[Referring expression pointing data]

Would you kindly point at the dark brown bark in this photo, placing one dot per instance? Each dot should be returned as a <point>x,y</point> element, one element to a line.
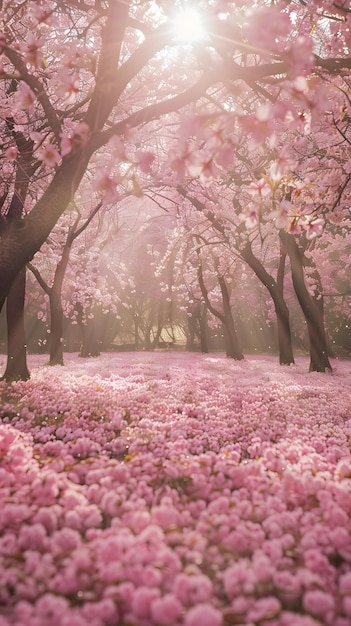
<point>313,312</point>
<point>90,347</point>
<point>16,367</point>
<point>232,345</point>
<point>275,288</point>
<point>56,329</point>
<point>203,329</point>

EXERCISE AIM
Each entry should be copied exactly as written, though any pictures stay out.

RESPONSE
Would you kindly point at the dark brown bark in this photo, placing one dot per instance? Each dot should be returned as a <point>x,y</point> element, one element to a line.
<point>313,312</point>
<point>90,347</point>
<point>16,367</point>
<point>232,345</point>
<point>275,288</point>
<point>56,329</point>
<point>203,329</point>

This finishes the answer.